Labeled-object pointing records
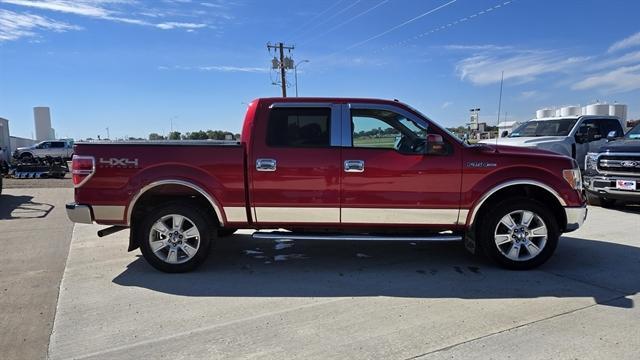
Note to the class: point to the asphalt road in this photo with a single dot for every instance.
(35, 236)
(264, 299)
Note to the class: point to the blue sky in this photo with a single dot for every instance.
(135, 66)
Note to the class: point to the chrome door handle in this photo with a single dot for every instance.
(266, 165)
(353, 166)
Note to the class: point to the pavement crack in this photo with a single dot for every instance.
(447, 348)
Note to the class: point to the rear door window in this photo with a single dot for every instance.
(299, 127)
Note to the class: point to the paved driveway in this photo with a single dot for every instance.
(34, 237)
(268, 299)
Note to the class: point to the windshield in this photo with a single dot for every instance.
(633, 134)
(559, 127)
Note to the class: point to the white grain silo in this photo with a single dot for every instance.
(619, 110)
(598, 109)
(543, 113)
(42, 119)
(571, 111)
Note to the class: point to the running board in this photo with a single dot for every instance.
(275, 235)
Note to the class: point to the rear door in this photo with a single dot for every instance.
(389, 178)
(295, 165)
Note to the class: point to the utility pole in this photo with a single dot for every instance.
(283, 64)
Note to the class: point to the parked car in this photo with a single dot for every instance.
(52, 148)
(613, 173)
(329, 169)
(573, 136)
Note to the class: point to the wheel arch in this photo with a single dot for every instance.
(166, 190)
(529, 188)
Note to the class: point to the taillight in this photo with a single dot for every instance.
(82, 167)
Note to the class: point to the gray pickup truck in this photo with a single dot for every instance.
(574, 136)
(53, 148)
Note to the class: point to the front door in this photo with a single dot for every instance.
(295, 170)
(390, 175)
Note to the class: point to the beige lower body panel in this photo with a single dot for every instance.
(108, 212)
(360, 215)
(297, 215)
(399, 216)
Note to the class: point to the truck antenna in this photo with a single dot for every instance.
(499, 106)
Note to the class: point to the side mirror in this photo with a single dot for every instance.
(435, 145)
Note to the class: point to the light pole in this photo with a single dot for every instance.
(295, 71)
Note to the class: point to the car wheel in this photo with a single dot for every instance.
(519, 234)
(176, 237)
(226, 232)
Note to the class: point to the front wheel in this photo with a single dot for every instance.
(176, 237)
(519, 234)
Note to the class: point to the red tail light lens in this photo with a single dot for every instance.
(82, 168)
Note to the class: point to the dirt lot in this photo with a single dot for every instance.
(11, 183)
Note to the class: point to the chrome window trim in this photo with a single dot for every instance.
(499, 187)
(212, 201)
(387, 107)
(335, 120)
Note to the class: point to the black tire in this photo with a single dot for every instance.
(489, 225)
(596, 200)
(192, 213)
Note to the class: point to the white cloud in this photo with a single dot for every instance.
(626, 78)
(219, 68)
(14, 26)
(106, 10)
(179, 25)
(78, 7)
(486, 47)
(631, 41)
(518, 66)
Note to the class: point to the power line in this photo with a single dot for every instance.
(449, 25)
(348, 21)
(401, 25)
(345, 9)
(301, 28)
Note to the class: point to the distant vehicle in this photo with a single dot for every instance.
(53, 148)
(320, 168)
(613, 173)
(573, 136)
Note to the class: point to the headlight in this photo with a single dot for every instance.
(574, 178)
(591, 161)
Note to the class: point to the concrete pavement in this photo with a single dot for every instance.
(354, 300)
(35, 235)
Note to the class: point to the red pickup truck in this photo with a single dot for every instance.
(329, 169)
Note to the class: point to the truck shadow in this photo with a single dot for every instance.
(22, 207)
(243, 267)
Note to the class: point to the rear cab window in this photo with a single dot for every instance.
(299, 127)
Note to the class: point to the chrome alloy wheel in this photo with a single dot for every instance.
(520, 235)
(174, 239)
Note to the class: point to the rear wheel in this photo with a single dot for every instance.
(519, 234)
(176, 237)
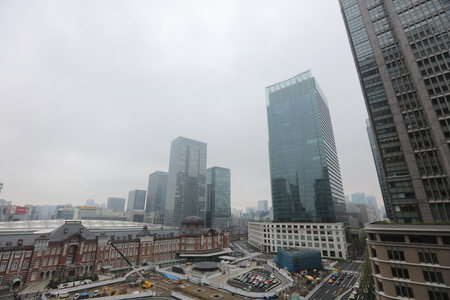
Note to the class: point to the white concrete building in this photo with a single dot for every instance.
(329, 238)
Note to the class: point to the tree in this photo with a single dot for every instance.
(367, 287)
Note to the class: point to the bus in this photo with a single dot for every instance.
(337, 270)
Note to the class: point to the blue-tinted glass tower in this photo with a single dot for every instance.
(218, 200)
(304, 168)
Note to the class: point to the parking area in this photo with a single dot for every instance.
(258, 281)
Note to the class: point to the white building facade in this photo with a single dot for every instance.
(329, 238)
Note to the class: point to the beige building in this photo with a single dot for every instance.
(410, 261)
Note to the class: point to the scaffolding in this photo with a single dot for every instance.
(296, 260)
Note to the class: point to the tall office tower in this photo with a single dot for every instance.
(376, 159)
(401, 53)
(304, 168)
(218, 199)
(136, 200)
(359, 198)
(263, 205)
(156, 193)
(116, 203)
(186, 182)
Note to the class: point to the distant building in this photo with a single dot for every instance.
(410, 261)
(156, 193)
(304, 168)
(186, 183)
(328, 238)
(136, 200)
(378, 167)
(359, 198)
(263, 205)
(296, 260)
(218, 200)
(67, 249)
(135, 216)
(90, 202)
(116, 203)
(64, 213)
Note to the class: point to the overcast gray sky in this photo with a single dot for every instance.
(93, 92)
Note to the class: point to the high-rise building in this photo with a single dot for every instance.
(116, 203)
(136, 200)
(304, 168)
(156, 193)
(263, 205)
(186, 182)
(378, 166)
(401, 52)
(218, 200)
(372, 201)
(359, 198)
(90, 202)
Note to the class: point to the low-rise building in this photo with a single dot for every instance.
(329, 238)
(409, 260)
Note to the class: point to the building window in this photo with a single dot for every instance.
(431, 275)
(380, 285)
(399, 272)
(404, 291)
(438, 294)
(396, 254)
(428, 257)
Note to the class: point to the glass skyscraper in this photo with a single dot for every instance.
(401, 52)
(376, 159)
(136, 200)
(156, 193)
(304, 168)
(186, 182)
(218, 201)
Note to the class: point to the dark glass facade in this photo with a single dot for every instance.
(156, 193)
(218, 202)
(304, 168)
(136, 200)
(186, 182)
(401, 52)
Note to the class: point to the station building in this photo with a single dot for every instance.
(32, 251)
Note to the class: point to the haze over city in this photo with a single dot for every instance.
(93, 93)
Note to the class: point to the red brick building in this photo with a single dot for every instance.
(72, 248)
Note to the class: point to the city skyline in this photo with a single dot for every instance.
(68, 124)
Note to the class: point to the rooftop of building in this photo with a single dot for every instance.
(384, 225)
(45, 226)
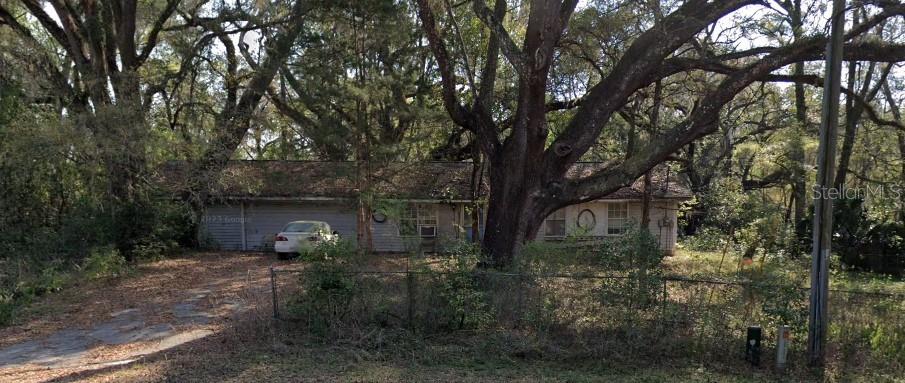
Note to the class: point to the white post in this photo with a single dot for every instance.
(242, 225)
(782, 346)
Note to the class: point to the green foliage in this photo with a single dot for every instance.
(864, 242)
(103, 262)
(887, 340)
(328, 287)
(338, 251)
(462, 298)
(707, 238)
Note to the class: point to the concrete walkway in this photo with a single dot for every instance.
(70, 347)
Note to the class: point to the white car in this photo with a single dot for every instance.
(298, 235)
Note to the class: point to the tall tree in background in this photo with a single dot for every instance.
(530, 169)
(104, 45)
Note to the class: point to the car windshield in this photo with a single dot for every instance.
(302, 227)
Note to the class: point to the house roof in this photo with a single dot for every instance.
(402, 180)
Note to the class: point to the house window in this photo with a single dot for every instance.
(467, 211)
(418, 220)
(616, 218)
(555, 224)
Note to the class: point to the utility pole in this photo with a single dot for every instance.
(823, 204)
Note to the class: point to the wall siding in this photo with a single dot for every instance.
(222, 224)
(221, 227)
(386, 235)
(264, 219)
(663, 220)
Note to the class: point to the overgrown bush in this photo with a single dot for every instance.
(461, 298)
(104, 261)
(327, 288)
(706, 239)
(342, 251)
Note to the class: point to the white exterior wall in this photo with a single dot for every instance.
(249, 225)
(663, 219)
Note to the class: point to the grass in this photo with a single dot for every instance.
(459, 358)
(706, 264)
(251, 349)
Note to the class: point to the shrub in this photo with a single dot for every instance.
(328, 287)
(462, 301)
(104, 261)
(340, 250)
(706, 239)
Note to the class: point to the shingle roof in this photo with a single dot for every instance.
(414, 180)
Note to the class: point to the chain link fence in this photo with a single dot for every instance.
(602, 314)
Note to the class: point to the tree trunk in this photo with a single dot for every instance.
(513, 216)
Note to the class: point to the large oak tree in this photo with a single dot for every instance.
(530, 167)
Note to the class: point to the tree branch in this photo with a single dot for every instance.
(511, 51)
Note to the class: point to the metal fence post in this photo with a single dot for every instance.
(273, 290)
(409, 281)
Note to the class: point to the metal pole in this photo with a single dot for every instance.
(273, 290)
(823, 203)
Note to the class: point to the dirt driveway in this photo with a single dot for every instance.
(116, 322)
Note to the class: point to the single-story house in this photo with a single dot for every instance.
(431, 202)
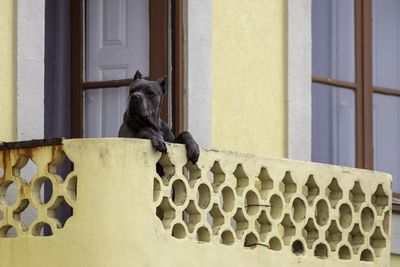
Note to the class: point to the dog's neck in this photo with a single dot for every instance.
(136, 123)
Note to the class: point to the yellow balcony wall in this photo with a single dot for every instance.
(230, 209)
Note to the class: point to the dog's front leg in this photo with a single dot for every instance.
(156, 139)
(192, 147)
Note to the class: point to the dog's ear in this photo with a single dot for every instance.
(138, 75)
(162, 82)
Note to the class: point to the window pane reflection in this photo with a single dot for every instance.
(104, 109)
(386, 43)
(333, 39)
(386, 136)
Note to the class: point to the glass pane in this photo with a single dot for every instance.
(116, 39)
(333, 125)
(386, 136)
(104, 109)
(333, 39)
(386, 43)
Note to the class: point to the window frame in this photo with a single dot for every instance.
(158, 53)
(363, 88)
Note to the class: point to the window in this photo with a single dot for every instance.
(110, 40)
(356, 85)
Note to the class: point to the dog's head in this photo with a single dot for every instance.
(145, 97)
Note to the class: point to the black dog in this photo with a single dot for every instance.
(142, 117)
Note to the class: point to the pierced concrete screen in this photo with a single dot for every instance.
(37, 191)
(317, 210)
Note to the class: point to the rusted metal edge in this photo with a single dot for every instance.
(30, 144)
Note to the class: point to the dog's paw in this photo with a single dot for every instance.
(193, 153)
(159, 145)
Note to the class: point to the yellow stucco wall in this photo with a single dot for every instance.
(249, 76)
(7, 70)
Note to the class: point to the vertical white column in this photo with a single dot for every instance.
(199, 41)
(299, 79)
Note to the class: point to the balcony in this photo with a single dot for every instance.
(132, 206)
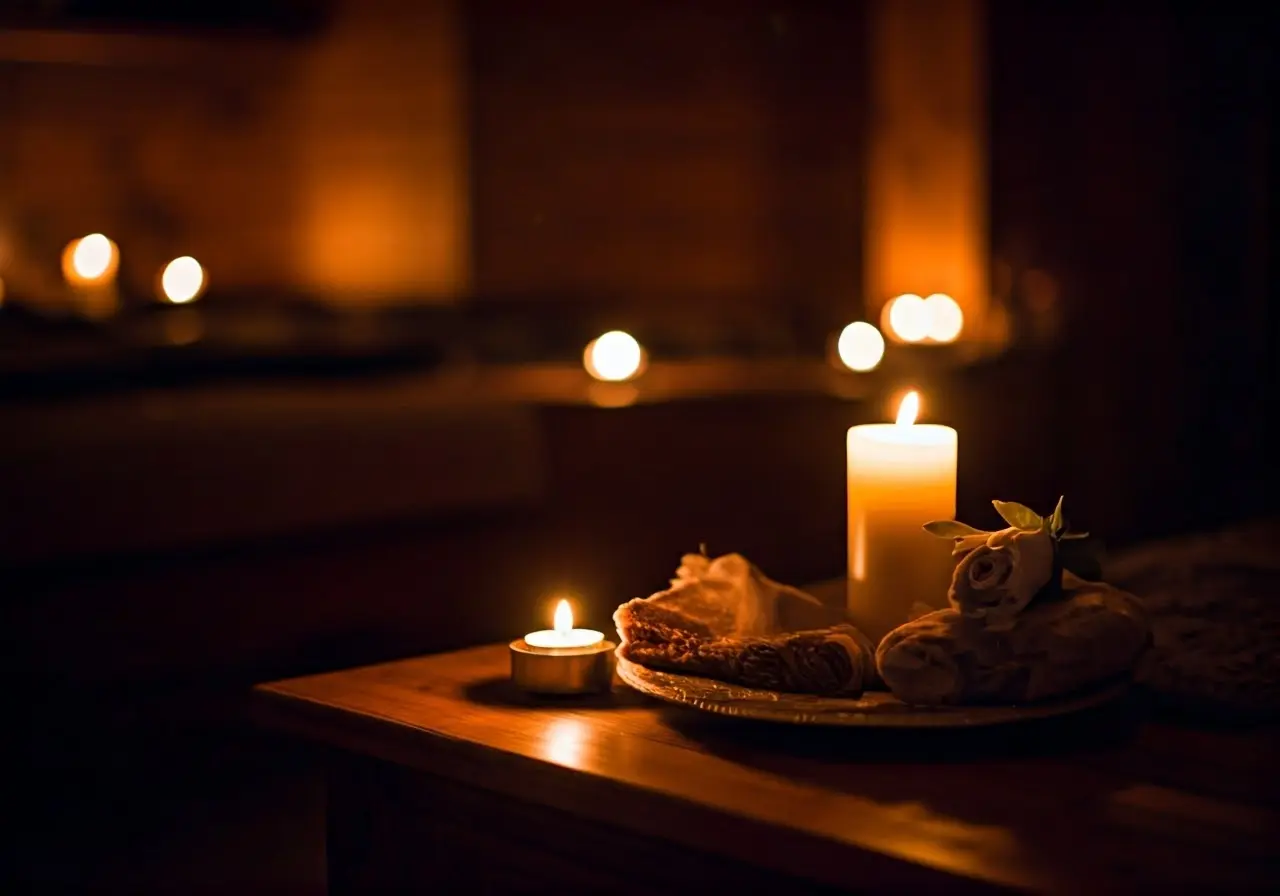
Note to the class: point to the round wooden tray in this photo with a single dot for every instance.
(872, 709)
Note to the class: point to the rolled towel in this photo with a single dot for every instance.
(1092, 634)
(836, 661)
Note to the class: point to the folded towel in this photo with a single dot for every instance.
(721, 620)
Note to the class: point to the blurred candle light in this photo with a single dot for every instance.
(613, 357)
(946, 319)
(90, 260)
(88, 266)
(182, 280)
(860, 346)
(908, 318)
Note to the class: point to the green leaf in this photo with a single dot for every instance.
(951, 529)
(1056, 524)
(1018, 515)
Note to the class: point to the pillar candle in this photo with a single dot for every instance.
(900, 476)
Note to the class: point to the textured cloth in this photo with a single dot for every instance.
(722, 620)
(1093, 632)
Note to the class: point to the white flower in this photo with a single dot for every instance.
(997, 576)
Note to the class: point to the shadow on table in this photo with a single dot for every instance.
(964, 775)
(503, 693)
(758, 743)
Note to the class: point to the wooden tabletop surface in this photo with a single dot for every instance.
(1105, 800)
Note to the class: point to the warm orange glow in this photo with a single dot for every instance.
(613, 356)
(946, 319)
(563, 634)
(908, 318)
(926, 201)
(860, 346)
(182, 280)
(909, 410)
(91, 259)
(563, 740)
(563, 620)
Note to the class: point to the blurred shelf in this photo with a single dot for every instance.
(110, 49)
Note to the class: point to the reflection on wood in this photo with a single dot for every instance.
(1075, 804)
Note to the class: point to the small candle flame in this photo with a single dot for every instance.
(909, 408)
(563, 622)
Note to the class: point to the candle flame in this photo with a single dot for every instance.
(909, 410)
(563, 622)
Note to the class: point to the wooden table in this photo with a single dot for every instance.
(443, 775)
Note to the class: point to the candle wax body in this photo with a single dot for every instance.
(561, 640)
(899, 479)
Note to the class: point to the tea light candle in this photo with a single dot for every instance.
(900, 476)
(562, 659)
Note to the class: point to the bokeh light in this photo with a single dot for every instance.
(908, 318)
(182, 280)
(91, 259)
(613, 356)
(860, 346)
(946, 319)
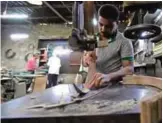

#### GIVEN INSTRUCTION
Give the records as a two-column CSV with the columns "text" and "points", starting at the line that contains "Note to the class: point to the reflection" and ending at the end of the records. Use one row per entry, put each field in quotes with line breaks turned into spaces, and leave out the pictures.

#### EXPECTED ANSWER
text,points
"Note to the class: point to the reflection on wood in this photo with a single dot for every instance.","(1075, 804)"
"Note to the class: point to the small candle flame in this photo with a single dot for every instance.","(909, 408) (563, 622)"
"Note to the class: point to the candle flame in this photo with a single dot for every instance.","(909, 410) (563, 622)"
"Note to the class: point to the wooden table in this photo with a single dot for every instance.","(443, 775)"
"Note to the class: point to the candle wax body in this photo with a single dot for every instance.","(561, 640) (899, 479)"
"Note to the class: point to the tea light candle in this photo with a single dot for every instance.","(900, 476) (562, 659)"
"Note to the class: point to the bokeh light in this photo with a single dot for every instance.","(908, 318) (182, 280) (91, 259) (613, 356) (860, 346) (946, 319)"